Stated problem: Arrange the rows below as a numbered list, dropping any blank lines.

Begin

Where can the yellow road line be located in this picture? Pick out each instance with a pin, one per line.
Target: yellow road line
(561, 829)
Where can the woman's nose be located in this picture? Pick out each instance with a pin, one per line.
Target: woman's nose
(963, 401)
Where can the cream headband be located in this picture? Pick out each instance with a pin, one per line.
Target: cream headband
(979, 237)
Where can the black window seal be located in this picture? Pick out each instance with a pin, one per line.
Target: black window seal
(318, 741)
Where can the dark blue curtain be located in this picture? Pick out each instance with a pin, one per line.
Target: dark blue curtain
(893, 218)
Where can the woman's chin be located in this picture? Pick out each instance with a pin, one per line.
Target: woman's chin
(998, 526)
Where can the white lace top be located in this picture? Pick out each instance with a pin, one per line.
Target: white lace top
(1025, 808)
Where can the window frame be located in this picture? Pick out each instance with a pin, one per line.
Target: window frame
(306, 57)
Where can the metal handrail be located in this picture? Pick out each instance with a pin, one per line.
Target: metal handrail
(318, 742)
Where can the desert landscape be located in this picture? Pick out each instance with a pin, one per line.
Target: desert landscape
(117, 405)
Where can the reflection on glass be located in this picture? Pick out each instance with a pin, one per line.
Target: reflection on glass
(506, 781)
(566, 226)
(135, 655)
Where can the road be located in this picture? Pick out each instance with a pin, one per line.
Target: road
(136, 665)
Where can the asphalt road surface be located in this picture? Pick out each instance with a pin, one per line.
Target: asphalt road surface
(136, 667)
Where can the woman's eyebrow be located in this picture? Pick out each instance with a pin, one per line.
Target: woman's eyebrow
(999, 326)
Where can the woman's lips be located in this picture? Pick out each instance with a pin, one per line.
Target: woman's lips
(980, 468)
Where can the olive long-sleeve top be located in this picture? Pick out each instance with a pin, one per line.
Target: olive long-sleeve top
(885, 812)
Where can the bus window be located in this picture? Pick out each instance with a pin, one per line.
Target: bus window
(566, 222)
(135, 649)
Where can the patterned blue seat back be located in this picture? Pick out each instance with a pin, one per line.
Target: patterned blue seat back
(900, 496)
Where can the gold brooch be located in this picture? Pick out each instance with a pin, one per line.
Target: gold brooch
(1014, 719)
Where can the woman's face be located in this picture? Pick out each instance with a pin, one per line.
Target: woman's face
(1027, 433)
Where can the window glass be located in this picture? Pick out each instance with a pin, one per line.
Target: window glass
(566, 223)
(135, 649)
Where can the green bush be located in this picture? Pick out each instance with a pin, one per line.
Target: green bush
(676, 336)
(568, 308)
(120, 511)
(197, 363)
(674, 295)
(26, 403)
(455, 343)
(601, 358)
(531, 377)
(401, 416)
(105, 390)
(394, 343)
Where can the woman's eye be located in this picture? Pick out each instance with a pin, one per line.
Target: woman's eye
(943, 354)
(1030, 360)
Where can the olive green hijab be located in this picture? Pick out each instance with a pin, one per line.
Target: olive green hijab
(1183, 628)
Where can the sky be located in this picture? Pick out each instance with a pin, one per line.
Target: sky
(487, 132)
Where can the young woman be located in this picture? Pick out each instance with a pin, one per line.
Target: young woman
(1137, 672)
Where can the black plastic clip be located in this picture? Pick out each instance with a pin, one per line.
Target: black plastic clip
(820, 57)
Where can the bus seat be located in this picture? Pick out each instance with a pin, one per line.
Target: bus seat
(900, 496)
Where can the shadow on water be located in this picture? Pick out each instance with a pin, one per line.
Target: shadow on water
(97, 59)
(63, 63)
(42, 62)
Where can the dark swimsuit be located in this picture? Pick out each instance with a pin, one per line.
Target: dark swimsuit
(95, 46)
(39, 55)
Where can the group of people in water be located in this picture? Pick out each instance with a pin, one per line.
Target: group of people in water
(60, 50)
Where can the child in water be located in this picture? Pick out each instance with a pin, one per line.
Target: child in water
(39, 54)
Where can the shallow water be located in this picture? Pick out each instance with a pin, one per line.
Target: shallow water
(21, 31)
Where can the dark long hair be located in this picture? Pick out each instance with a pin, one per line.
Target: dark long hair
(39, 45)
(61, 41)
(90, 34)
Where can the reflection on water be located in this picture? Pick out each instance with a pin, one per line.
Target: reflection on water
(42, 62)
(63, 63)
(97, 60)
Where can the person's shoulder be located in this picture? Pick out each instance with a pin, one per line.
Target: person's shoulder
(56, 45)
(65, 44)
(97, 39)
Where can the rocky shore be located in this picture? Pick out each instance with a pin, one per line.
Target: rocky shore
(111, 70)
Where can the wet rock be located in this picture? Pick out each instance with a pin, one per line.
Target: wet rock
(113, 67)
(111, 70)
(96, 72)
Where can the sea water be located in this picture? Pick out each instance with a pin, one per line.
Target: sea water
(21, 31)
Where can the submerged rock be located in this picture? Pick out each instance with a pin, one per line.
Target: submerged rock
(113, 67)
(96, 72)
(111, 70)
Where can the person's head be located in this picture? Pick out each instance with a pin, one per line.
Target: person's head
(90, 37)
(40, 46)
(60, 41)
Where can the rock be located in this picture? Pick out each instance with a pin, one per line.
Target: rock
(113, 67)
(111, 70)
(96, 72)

End

Exercise result:
1. Where can the yellow road line be located in this picture? Pick out each instance with a pin, one per line.
2. Target: yellow road line
3. (561, 829)
4. Where can the woman's nose be located in this picture? Pick out each instance with a pin, one per line.
5. Target: woman's nose
6. (963, 401)
7. Where can the cream headband be located in this picture? Pick out each instance with a pin, one per line.
8. Target: cream headband
9. (979, 237)
10. Where can the black window seal be located in this picture? Pick out each instance with a pin, one per line.
11. Target: black window seal
12. (318, 741)
13. Where can the dark blue curtain be located in this picture? Pick out each instance with a pin, one per line.
14. Target: dark blue curtain
15. (893, 218)
16. Where can the woman's chin be located in this picture? Pick out each instance with a pin, one per line.
17. Target: woman's chin
18. (998, 526)
19. Where can the white lace top be located in this picture? Pick out each instance with a pin, one per line.
20. Target: white lace top
21. (1025, 808)
22. Where can the window frame be located in this picture? Pick out each instance with a pin, one per line.
23. Target: window frame
24. (306, 57)
25. Where can the metal handrail be located in this picture? Pick out each instance with a pin, one per line.
26. Target: metal handrail
27. (318, 742)
28. Where can the desert landscape be located in this picture? Pick out each instance with a pin, one per line.
29. Target: desert landscape
30. (117, 405)
31. Where can the reflection on glass be located in this picture? Pick out each instance with a pin, one per line.
32. Target: reflection on glass
33. (506, 781)
34. (566, 226)
35. (135, 655)
36. Where can the road be located in this picture? Pick out each instance with a pin, one per line.
37. Target: road
38. (136, 665)
39. Where can the asphalt road surface be located in this picture? Pick out each instance with a pin, one per line.
40. Target: asphalt road surface
41. (136, 667)
42. Where can the woman's eyebrow be located in this picture? Pick out each instance with a pin, one per line.
43. Target: woman's eyebrow
44. (999, 326)
45. Where can the woman's lips be located in this picture? Pick out each instance with a pin, one per line.
46. Target: woman's lips
47. (980, 468)
48. Where can the olive long-sleeve top be located in this picture? Pick out each instance with a pin, one per line.
49. Target: olive long-sleeve top
50. (885, 812)
51. Where can the bus window be located in this picture? Pick out each instance with a pin, one per line.
52. Target: bus window
53. (566, 222)
54. (135, 649)
55. Where can the patterned blue seat back be located in this picture? Pick out each instance with a pin, one per line.
56. Target: patterned blue seat back
57. (900, 496)
58. Where can the gold brooch be located in this picture? Pick out each instance with a pin, one per line.
59. Target: gold brooch
60. (1014, 719)
61. Where can the woman's face be located in this picture? Pick out each instance with a pin, one per line.
62. Target: woman's face
63. (1027, 433)
64. Where can the window glass be located in this picture? Pick out each instance with a pin, one per line.
65. Target: window glass
66. (566, 223)
67. (135, 649)
68. Where can the green bush be located in this picture? Pick out each instance with a pin, one per line.
69. Target: green bush
70. (676, 336)
71. (568, 308)
72. (120, 511)
73. (197, 363)
74. (674, 295)
75. (26, 403)
76. (455, 343)
77. (601, 358)
78. (531, 377)
79. (401, 416)
80. (105, 390)
81. (394, 343)
82. Where can the woman's eye be located in this picture? Pick out each instance with a pin, one per line.
83. Target: woman's eye
84. (943, 354)
85. (1030, 360)
86. Where can the olive green hijab be located in this picture? Pick out each instance with a pin, one per line.
87. Target: olive green hijab
88. (1183, 628)
89. Where can the sky be located in this picture? Pick out each instance with a pin, one per line.
90. Target: sky
91. (487, 132)
92. Where can the young woman be located in this picture? Pick out each instance with a pin, one per line.
93. Target: young woman
94. (1137, 672)
95. Where can the black plastic clip be located in this picture? Pick out each instance with a pin, one per line.
96. Target: black plastic clip
97. (820, 57)
98. Where can the bus seat be located in this picture? Pick out each instance with a pin, one per line.
99. Target: bus seat
100. (900, 496)
101. Where can the shadow on water be located in this picture? Pick out each instance with a pin, one per line.
102. Target: shadow on water
103. (97, 59)
104. (63, 63)
105. (42, 62)
106. Where can the dark swimsuit be located in this picture? Pick out each instance with a pin, one per line.
107. Target: dark swimsuit
108. (95, 46)
109. (39, 55)
110. Where can the group of people in water be located in this picture? Pick out each instance with a pin, one per line.
111. Target: group of people in water
112. (60, 50)
113. Where can the child in water be located in this picture? Pick out each instance with a pin, one per line.
114. Target: child in water
115. (39, 54)
116. Where can the shallow water be located in this picture? Pick out each instance with a pin, one per line.
117. Target: shallow water
118. (21, 31)
119. Where can the dark long hair be located in this picture? Pick out each instance with a pin, one per line.
120. Target: dark long hair
121. (39, 45)
122. (61, 41)
123. (90, 34)
124. Where can the reflection on water be located in this picture? Pick out each instance with a pin, one per line.
125. Target: reflection on water
126. (42, 62)
127. (63, 63)
128. (97, 60)
129. Where can the person's shoulder be located in this picture? Pick out each instance with a pin, one per line.
130. Target: person's shoulder
131. (56, 45)
132. (65, 44)
133. (97, 39)
134. Where can the rocky shore be located in this picture? Pick out each instance with a pin, one per line.
135. Target: rocky shore
136. (111, 70)
137. Where can the wet rock be located in this picture? Pick out each instance with a pin, one per line.
138. Target: wet rock
139. (113, 67)
140. (111, 70)
141. (96, 72)
142. Where can the sea water be located in this picture? Pick out each instance with a pin, one per line.
143. Target: sea water
144. (21, 31)
145. Where can the submerged rock be located in this picture? Pick out each instance with a pin, one per line.
146. Target: submerged rock
147. (113, 67)
148. (96, 72)
149. (111, 70)
150. Where can the person's head be located in this picture? Pick out each instance with a pin, one per line.
151. Target: person's head
152. (90, 37)
153. (40, 46)
154. (60, 41)
155. Where can the rock be located in this picture? Pick out each instance with a pin, one per line.
156. Target: rock
157. (113, 67)
158. (111, 70)
159. (96, 72)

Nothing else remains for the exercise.